## BEGIN Items

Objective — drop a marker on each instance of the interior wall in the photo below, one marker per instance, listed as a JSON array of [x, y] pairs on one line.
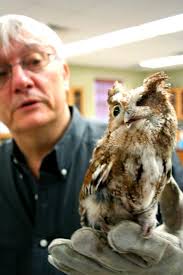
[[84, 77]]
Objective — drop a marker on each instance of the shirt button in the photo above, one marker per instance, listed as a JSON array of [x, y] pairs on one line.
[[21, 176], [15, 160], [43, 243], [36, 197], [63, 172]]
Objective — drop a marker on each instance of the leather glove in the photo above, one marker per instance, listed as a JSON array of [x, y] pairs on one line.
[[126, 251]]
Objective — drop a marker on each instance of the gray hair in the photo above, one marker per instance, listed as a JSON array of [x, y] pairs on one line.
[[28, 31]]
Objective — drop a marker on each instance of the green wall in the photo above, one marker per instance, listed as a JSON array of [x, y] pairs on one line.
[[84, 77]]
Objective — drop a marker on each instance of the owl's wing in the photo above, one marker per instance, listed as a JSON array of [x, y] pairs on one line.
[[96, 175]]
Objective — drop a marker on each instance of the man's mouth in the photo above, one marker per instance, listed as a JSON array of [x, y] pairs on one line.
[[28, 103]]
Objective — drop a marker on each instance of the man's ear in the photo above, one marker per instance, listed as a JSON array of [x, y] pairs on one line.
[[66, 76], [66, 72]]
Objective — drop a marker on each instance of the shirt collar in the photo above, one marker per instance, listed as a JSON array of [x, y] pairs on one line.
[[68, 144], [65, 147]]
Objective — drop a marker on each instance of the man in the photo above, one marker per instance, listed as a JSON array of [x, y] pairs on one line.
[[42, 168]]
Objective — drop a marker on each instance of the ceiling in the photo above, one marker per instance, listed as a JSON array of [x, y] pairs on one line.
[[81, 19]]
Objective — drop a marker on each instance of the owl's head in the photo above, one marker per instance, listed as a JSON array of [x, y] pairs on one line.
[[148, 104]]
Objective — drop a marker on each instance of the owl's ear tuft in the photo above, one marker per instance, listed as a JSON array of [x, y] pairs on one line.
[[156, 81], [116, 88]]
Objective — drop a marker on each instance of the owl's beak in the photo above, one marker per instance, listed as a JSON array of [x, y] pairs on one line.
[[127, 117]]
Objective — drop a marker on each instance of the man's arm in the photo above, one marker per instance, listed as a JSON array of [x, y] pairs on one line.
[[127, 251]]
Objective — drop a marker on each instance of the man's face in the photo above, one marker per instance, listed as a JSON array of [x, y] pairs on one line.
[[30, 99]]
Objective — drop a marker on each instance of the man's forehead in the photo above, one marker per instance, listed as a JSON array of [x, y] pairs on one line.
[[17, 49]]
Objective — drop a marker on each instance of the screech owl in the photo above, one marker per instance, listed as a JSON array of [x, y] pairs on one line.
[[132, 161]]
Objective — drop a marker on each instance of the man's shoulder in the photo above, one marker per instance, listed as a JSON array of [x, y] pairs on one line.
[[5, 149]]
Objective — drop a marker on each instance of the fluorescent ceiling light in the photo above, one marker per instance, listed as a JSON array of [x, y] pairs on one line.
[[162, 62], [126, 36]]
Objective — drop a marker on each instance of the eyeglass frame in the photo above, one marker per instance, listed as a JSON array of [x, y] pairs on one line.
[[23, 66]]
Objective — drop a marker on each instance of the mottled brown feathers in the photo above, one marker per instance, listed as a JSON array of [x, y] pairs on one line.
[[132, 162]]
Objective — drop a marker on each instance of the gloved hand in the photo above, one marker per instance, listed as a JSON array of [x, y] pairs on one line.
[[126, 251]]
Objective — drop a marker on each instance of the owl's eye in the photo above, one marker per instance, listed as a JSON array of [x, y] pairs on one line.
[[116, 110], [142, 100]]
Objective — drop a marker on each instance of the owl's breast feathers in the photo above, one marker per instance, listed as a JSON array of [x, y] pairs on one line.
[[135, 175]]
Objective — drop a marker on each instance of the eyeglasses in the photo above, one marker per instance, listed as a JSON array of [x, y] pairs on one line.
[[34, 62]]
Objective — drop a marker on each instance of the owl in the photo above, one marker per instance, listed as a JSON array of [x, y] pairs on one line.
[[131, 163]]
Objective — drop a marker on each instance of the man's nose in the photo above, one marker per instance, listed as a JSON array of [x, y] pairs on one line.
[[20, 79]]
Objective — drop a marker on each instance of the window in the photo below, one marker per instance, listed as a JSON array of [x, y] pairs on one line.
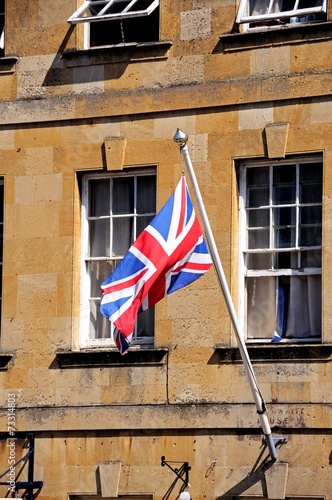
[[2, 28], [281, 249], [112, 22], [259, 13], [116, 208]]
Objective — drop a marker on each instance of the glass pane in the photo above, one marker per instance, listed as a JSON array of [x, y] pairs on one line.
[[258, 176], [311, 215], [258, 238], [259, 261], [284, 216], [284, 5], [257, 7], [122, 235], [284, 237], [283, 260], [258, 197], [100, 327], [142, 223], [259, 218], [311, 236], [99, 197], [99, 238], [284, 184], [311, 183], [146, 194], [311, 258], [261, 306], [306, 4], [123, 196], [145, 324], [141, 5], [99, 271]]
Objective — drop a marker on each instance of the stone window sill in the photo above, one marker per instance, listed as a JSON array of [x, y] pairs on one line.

## END Items

Given request: Transcribe the listing above verbatim. Omit the pictures.

Output:
Objective — drop a marker on each instance of the interior wall in the photo below, one marker per instance, listed as a JSON array of [x, y] pairs on one line.
[[84, 77]]
Objective — drop a marker on each instance of the shirt button in the photo above, one marker per instance, listed as a JSON array of [x, y] pairs on one line.
[[21, 176], [15, 160], [43, 243], [36, 197], [63, 172]]
Objective — drop a marker on each instance of the leather glove in the photo above, one marker per instance, listed as a JSON array of [x, y] pairs on one line.
[[126, 251]]
Objective — drop a marker on each instance of the gray hair in the photo above, one marker per instance, listed as a JSON array of [x, y] pairs on one line.
[[28, 31]]
Objective — drop a marker on each instance of the green wall in the photo above, one marker per instance, listed as a JSON array of [x, y] pairs on one line.
[[84, 77]]
Objective — drop a marker on each instance of the owl's wing in the photo above, one marker per instance, listed as a JSON array of [x, y] pairs on one line.
[[96, 175]]
Objective — drop a marker on each instance of the man's mouth in the photo above, one marker per instance, listed as a JSON array of [x, y] pairs on one line.
[[28, 103]]
Objective — drop a marker on each instance of the man's ear in the photo above, one marker per instance, listed as a JSON array of [x, y] pairs on one line.
[[66, 76], [66, 72]]
Objective — drop a marker on each instance of the shirt collar in the photo above, one marker per instance, listed as a JSON array of [x, y] pairs on one line.
[[68, 144], [65, 147]]
Objective — drop a marker on each instance of the man in the photo above, one marker per instance, listed as a JSON array of [x, y] pairs on one line.
[[42, 168]]
Objective — drop a marker on each instance of the ceiling in the photo above, one marker per instance, listed as a JSON array of [x, y] pairs on one line.
[[81, 19]]
Objective — drop a marker on each instance of the owl's head in the photo above, one marker per instance, listed as a JSON array of [x, y] pairs on one line.
[[148, 104]]
Objective — drop a marker on each instance of the owl's ear tuft in the photo above, one marker per instance, listed as a JSON array of [x, y] pairs on one line.
[[156, 81], [116, 88]]
Objective — drop a marker on each instance of the owl's beak in the photo above, one marker per instance, listed as a JSON array of [x, y] pairs on one line.
[[127, 117]]
Objective — drop a marker on each instance of the man's arm in the photo above, one marker per instance, listed as a JSON array of [x, y] pairs on one line.
[[127, 251]]
Objective — drop a marker on each instance of the man's face in the photo above, one marker per instance, listed as a JSON array of [x, y] pairs on one line.
[[30, 99]]
Objective — drop a marker on each instance of the man's forehead in the photo above, one marker per instance, listed as a JSON array of [x, y] pairs on one line.
[[17, 49]]
Objective — drop a marker on each instance of the screech owl in the photo above, one marker per instance, listed as a JSON array of [x, y] pairs on one line.
[[132, 161]]
Objective — drop a marker on each instance of the man's shoulder in the photo above, one marker per instance, listed as a JSON array of [x, y] pairs on one line.
[[5, 149]]
Objective — drop a marker on each instance of the fluorescent ceiling light in the photo above, one marker per instance, listed as a JSON array of [x, y] pairs on one line.
[[162, 62], [126, 36]]
Objective — drop a marker on each instance of the eyeglass frame in the photo above, one marker per instance, listed as a JSON array of [x, y] pairs on one line.
[[23, 66]]
Objective — drop a marker on each instance of the mottled brown feathers in the photo above, one marker per instance, listed as a JSON array of [x, y] pairs on one line.
[[132, 162]]
Objective — drop a marker on each instance of the gloved hand in the photo above, one marker per instance, listed as a JSON array of [x, y] pairs on one line.
[[126, 251]]
Objective — drop a marker on each instance of the owl's eye in the photo above, one marker per instance, listed as a JSON array of [x, y] pairs on one line.
[[116, 110], [142, 100]]
Objective — drop a marker on each instance of the owl's breast feathers in the photo above, one marker per instance, listed as a JSON array of [x, y] pairs on one line.
[[135, 175]]
Objective — drop a marker on each instance of the eyeglasses in the photo above, one marker per instance, listed as a JSON array of [x, y] pairs on one line.
[[34, 62]]
Objective — drop a marker on each instance of the owl in the photo above, one marker per instance, listed as a JSON array of [x, y] pairs on one line.
[[131, 163]]
Objective — drop a marker on each instance of the man's nose in the photo above, one marker per instance, listed as a JSON array of [x, y] pairs on one line.
[[20, 79]]
Objective — drop a marker on each instance of the window in the photo below, one marker per instance, listed as a JSON array of [x, y] pairs on one line.
[[2, 28], [281, 249], [112, 22], [259, 13], [116, 208]]
Objective — drop a marker on each instance of the glass pane in the photo above, one marker per instance, listed as a JSON array of [x, y] pairs on one line.
[[258, 176], [311, 215], [258, 238], [259, 261], [284, 216], [284, 5], [257, 7], [122, 235], [284, 237], [283, 260], [258, 197], [100, 327], [142, 223], [259, 218], [311, 236], [99, 197], [99, 238], [284, 184], [311, 183], [146, 194], [311, 258], [261, 306], [306, 4], [123, 196], [145, 324], [141, 5], [99, 271]]
Objective — drop a marker on each instance of the stone window sill in the photo above, one marker per instance, listed as a JSON array of [x, y] pairs on one line.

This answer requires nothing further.